▶ [TASK DATA]:
⟨
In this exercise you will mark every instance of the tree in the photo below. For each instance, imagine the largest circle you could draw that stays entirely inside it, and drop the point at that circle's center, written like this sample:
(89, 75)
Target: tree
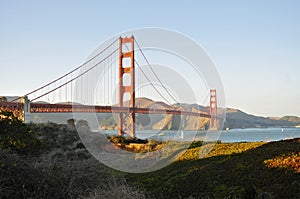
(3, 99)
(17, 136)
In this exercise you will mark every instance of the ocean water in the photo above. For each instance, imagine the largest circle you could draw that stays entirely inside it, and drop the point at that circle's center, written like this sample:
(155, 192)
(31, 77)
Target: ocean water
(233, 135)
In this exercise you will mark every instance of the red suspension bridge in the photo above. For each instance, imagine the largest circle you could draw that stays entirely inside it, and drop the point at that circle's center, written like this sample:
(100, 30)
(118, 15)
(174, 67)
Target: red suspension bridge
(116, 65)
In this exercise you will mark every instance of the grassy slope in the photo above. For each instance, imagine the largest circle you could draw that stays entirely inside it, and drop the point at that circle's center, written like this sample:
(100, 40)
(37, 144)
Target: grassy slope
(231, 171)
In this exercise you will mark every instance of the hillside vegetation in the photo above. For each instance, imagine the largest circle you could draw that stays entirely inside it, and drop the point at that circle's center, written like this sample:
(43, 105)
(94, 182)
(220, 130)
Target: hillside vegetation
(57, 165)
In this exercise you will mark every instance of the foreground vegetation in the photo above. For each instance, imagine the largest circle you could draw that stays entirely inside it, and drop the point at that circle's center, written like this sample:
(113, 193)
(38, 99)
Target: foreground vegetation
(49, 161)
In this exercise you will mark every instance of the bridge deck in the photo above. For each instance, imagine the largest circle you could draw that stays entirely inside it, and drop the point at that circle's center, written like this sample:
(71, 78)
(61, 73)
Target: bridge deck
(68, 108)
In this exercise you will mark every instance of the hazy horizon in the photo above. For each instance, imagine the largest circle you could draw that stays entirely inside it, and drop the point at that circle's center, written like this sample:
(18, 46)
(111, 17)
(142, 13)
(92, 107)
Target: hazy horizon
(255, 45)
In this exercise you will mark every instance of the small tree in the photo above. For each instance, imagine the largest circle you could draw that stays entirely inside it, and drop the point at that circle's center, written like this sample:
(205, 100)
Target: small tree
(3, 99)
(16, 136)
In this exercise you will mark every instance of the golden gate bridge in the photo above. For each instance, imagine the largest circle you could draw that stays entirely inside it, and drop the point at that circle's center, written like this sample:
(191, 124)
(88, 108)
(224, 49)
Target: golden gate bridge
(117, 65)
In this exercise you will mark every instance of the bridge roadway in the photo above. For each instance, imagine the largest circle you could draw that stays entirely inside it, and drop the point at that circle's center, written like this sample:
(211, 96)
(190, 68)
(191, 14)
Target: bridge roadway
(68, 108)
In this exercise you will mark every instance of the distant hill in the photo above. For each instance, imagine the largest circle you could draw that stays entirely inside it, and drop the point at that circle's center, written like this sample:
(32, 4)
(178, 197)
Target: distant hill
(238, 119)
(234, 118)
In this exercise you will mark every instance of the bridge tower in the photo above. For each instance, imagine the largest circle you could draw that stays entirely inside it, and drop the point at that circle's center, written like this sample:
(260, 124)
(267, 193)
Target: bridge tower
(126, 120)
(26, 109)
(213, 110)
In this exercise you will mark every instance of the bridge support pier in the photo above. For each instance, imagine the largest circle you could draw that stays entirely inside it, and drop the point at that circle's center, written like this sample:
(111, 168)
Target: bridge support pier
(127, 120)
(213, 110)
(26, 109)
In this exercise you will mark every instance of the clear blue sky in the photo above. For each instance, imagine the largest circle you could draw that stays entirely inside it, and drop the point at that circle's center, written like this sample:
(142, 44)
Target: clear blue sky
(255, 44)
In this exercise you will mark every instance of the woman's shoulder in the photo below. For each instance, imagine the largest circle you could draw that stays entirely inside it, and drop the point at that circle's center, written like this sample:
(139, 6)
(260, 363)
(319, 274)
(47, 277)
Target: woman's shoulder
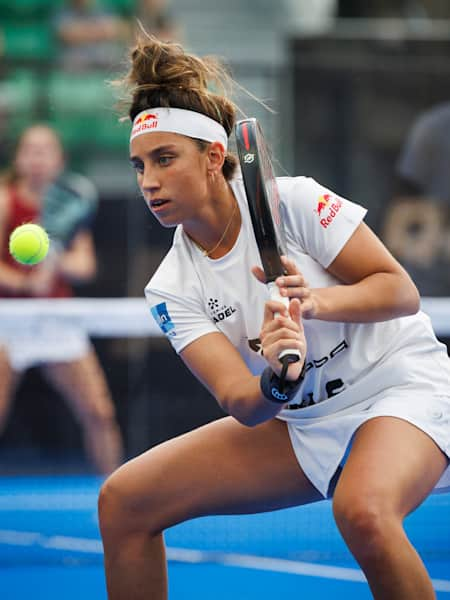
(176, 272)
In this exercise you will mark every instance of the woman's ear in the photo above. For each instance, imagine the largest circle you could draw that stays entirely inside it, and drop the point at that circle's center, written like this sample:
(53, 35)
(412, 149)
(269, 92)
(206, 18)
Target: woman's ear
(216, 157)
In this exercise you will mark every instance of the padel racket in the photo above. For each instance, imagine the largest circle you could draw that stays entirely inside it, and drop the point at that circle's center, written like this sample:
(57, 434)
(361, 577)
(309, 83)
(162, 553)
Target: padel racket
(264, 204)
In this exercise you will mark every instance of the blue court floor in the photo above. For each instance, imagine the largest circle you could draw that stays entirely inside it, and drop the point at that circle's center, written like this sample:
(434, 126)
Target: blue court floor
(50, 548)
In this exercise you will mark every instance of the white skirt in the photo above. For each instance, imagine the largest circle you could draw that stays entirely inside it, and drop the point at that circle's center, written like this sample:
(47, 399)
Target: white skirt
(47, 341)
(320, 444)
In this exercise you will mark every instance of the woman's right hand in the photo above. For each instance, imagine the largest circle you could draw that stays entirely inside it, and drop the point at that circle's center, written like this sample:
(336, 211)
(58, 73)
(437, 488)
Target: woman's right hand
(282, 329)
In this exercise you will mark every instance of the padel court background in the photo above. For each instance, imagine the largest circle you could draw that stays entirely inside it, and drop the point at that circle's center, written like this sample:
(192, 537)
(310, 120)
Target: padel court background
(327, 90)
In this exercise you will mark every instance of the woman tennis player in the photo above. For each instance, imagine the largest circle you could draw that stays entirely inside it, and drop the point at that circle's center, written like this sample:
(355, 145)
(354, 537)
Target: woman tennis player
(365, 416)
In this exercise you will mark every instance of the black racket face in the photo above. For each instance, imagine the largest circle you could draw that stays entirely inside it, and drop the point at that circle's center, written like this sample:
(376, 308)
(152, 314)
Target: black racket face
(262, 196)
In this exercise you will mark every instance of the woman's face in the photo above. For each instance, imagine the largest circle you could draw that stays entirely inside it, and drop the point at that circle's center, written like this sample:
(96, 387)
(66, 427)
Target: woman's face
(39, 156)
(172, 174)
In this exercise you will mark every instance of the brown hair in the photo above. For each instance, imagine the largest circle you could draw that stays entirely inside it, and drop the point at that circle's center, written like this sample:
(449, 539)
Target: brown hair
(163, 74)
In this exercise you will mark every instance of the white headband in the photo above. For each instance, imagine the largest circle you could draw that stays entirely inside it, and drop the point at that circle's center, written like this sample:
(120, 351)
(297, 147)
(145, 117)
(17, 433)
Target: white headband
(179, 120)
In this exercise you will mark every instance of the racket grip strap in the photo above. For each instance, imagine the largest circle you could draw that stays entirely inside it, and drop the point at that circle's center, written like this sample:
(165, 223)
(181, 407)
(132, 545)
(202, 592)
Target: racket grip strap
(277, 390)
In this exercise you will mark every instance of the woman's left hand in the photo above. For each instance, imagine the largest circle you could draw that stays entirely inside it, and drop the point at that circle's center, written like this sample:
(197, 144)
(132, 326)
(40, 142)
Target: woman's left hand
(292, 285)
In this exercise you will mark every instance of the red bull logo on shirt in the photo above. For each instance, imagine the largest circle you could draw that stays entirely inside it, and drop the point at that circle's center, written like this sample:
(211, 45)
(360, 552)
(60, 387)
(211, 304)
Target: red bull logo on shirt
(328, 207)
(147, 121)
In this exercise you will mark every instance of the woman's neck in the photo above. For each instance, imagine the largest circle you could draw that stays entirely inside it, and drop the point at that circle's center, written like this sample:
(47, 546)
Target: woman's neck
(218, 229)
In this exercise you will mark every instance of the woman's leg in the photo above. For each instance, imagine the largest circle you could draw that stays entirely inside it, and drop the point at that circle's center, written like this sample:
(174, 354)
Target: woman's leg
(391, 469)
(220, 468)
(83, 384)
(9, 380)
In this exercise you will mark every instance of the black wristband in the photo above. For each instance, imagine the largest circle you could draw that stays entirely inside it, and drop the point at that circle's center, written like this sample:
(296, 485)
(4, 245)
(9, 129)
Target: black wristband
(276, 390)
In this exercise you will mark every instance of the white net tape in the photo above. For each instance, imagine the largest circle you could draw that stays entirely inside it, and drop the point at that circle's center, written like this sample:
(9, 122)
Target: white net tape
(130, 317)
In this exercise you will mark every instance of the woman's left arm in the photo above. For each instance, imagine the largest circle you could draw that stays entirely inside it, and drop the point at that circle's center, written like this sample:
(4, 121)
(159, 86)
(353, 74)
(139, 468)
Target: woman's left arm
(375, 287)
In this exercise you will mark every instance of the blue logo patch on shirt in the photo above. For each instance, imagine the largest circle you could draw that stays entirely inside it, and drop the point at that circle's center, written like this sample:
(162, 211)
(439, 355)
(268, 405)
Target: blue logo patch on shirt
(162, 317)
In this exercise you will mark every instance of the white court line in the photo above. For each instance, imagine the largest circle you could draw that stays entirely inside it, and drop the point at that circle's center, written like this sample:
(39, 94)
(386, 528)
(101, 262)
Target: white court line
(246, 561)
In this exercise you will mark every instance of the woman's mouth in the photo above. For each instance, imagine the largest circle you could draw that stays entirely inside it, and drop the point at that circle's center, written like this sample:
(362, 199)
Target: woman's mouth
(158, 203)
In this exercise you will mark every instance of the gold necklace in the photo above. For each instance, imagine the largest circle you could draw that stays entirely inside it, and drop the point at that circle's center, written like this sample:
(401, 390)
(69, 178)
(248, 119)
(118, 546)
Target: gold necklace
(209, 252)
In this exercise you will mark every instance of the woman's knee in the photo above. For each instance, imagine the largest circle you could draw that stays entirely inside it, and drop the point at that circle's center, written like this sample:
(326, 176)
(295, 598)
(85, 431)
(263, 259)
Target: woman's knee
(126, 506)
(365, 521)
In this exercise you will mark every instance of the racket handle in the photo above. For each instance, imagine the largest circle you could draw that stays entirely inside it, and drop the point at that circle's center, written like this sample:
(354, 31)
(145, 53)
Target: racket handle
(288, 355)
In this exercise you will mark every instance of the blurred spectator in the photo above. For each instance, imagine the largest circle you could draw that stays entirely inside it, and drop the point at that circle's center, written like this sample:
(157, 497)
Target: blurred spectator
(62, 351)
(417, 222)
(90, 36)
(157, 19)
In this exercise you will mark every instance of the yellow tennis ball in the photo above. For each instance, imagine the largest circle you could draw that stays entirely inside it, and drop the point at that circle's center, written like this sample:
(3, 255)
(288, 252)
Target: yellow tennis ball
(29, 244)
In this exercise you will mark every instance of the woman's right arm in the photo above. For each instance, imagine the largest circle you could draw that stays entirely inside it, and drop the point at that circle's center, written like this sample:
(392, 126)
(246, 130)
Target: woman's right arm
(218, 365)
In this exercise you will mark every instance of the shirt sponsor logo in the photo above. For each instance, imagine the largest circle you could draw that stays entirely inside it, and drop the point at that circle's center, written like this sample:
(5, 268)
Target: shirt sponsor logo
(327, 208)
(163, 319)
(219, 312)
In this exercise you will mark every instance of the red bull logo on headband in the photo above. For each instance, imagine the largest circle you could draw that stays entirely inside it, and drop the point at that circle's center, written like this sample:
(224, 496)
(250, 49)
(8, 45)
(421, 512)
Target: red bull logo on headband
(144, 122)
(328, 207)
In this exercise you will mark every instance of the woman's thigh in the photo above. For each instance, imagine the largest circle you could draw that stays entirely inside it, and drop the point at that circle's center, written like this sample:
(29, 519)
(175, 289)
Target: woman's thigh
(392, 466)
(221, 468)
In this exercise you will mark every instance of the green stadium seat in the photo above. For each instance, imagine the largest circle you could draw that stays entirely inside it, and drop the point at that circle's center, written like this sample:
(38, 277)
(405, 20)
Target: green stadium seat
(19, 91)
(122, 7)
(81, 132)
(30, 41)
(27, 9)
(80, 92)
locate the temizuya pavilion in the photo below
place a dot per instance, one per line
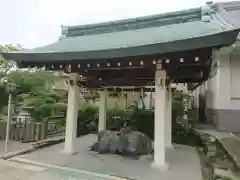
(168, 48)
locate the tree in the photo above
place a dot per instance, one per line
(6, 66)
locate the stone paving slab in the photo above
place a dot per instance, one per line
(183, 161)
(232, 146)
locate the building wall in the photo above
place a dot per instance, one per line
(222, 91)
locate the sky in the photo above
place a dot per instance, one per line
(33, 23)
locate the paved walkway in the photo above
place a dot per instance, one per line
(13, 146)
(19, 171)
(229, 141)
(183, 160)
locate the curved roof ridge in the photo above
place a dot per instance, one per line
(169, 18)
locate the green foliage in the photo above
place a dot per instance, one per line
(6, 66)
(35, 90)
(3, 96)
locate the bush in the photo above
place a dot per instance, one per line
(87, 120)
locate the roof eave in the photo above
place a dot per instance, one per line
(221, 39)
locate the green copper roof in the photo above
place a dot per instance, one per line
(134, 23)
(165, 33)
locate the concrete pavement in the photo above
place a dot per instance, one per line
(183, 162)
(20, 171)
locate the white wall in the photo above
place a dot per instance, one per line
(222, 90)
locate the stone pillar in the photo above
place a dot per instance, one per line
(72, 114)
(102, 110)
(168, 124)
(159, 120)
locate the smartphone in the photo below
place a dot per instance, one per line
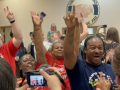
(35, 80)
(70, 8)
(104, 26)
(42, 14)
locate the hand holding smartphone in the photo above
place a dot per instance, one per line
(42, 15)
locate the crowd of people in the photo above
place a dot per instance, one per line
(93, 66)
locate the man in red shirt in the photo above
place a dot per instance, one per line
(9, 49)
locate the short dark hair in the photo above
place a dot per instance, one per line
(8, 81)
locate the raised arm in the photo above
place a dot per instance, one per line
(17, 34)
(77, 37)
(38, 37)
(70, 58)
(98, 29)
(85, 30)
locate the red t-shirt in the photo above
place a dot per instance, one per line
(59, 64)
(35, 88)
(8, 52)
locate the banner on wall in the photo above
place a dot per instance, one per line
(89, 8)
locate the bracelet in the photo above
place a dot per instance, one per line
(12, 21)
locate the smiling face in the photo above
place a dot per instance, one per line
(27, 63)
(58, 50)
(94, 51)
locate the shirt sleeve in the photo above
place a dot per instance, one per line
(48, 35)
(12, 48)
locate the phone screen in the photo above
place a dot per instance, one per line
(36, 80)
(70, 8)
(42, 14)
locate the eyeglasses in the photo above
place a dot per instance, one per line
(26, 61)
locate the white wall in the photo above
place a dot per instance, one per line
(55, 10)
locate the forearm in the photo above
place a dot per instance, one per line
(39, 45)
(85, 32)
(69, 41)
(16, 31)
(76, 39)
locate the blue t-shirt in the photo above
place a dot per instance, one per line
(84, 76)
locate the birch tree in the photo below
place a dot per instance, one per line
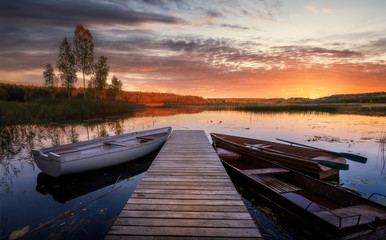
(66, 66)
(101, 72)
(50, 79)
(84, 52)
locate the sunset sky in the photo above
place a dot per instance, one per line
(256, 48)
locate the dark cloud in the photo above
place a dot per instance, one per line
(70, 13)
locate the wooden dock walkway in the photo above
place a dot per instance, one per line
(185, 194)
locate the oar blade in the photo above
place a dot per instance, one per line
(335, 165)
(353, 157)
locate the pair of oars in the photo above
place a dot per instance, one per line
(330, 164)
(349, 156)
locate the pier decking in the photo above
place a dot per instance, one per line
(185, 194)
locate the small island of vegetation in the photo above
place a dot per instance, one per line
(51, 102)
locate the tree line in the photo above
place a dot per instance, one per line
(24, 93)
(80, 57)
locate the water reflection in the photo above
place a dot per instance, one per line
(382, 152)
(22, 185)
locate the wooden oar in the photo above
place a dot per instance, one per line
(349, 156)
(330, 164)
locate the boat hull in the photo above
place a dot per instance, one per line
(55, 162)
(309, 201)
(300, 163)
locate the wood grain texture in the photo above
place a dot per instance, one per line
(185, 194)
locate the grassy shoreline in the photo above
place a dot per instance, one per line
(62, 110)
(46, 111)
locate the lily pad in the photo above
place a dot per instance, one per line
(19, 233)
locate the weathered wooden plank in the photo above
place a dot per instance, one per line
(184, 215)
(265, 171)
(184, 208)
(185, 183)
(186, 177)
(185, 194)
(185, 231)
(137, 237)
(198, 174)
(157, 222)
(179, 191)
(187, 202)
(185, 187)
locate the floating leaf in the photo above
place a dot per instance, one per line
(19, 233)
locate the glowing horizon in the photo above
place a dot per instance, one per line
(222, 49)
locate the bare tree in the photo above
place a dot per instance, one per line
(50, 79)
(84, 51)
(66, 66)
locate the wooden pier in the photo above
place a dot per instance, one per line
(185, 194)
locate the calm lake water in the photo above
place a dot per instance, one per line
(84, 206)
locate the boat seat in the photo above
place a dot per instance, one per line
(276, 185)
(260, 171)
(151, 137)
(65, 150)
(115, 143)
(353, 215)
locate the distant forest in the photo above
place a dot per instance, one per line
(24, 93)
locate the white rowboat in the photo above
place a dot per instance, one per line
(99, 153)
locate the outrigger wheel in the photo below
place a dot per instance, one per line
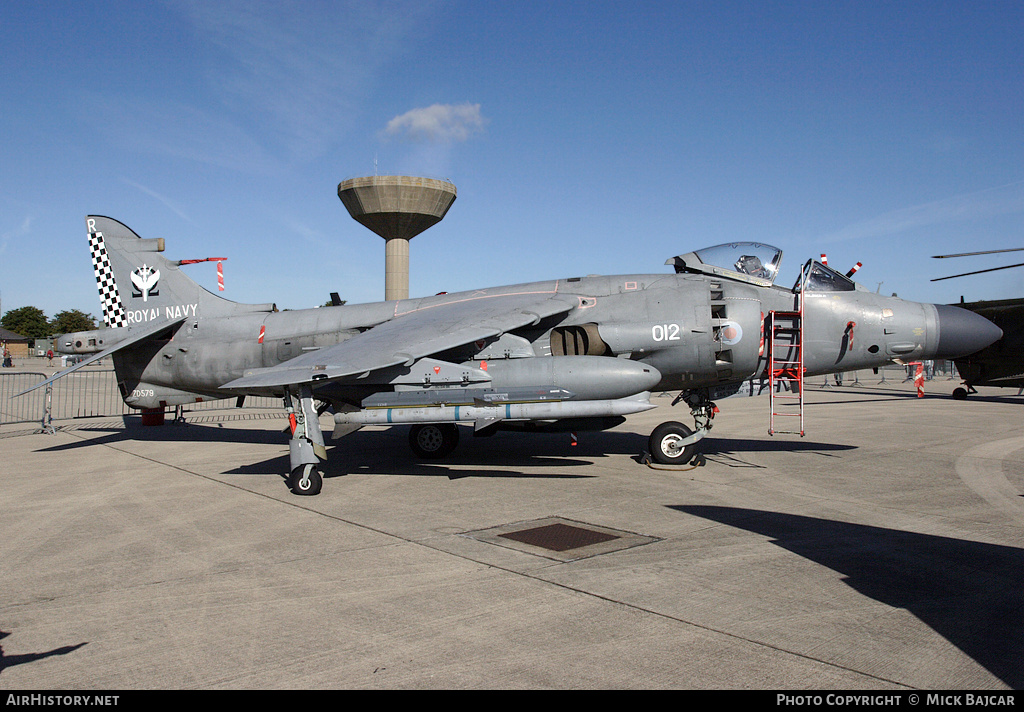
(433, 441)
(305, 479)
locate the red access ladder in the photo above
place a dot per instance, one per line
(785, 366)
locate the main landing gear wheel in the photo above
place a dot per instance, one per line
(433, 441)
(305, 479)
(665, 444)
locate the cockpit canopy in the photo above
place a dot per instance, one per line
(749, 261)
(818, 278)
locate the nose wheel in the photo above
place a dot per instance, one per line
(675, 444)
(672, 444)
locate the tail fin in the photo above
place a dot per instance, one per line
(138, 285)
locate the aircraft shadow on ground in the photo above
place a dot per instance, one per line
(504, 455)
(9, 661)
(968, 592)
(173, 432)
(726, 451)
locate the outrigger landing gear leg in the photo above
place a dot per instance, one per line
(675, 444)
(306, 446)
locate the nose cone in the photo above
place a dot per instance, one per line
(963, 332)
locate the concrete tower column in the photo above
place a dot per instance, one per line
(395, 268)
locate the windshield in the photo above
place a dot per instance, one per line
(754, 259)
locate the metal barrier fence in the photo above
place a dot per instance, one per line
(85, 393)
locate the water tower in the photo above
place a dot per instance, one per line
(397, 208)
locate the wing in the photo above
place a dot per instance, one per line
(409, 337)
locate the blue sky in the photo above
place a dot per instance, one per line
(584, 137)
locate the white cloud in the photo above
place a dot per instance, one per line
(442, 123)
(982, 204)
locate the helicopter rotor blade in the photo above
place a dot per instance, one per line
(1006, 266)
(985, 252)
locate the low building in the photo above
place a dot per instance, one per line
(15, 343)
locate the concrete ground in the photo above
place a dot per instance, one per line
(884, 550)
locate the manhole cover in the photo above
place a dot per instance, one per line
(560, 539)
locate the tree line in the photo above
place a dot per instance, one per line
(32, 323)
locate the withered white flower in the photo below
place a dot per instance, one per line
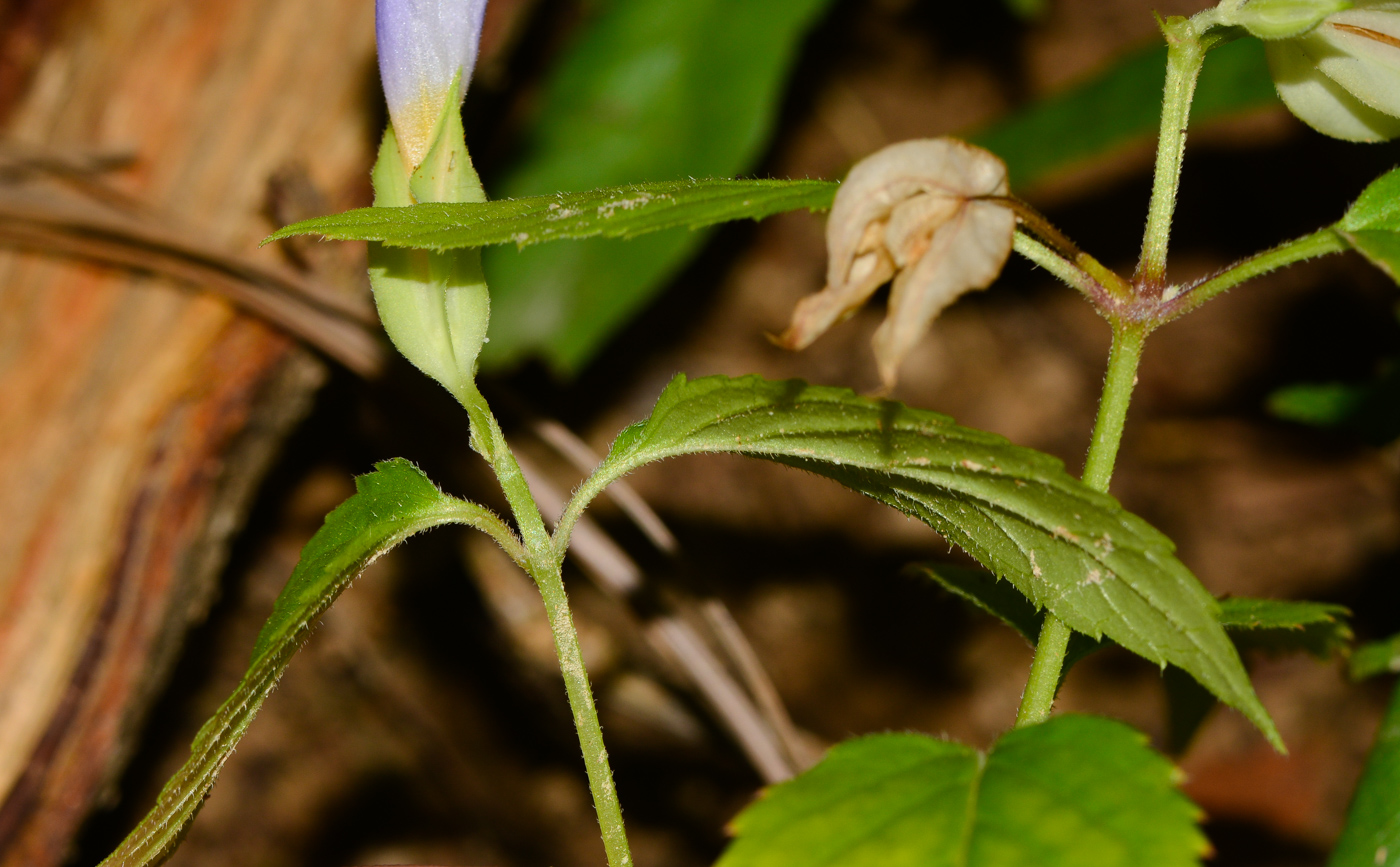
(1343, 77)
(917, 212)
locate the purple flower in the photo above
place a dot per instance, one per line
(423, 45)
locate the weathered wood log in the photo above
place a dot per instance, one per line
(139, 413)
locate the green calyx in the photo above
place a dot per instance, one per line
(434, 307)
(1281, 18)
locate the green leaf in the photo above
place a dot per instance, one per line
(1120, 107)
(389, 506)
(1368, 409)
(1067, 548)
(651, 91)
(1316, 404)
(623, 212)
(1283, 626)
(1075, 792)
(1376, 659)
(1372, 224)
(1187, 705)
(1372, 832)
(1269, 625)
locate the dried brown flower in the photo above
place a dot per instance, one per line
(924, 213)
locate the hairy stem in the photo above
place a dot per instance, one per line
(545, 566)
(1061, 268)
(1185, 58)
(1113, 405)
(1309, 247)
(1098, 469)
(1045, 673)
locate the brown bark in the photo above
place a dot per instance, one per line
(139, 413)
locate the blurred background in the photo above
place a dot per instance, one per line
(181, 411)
⟩
▶ [EXERCISE REQUIREMENTS]: Filter the entries and keep only the lines holding "leaf".

▶ [ANSWER SECTION]:
locate the floating leaf in the photo above
locate the green leaf in the photo above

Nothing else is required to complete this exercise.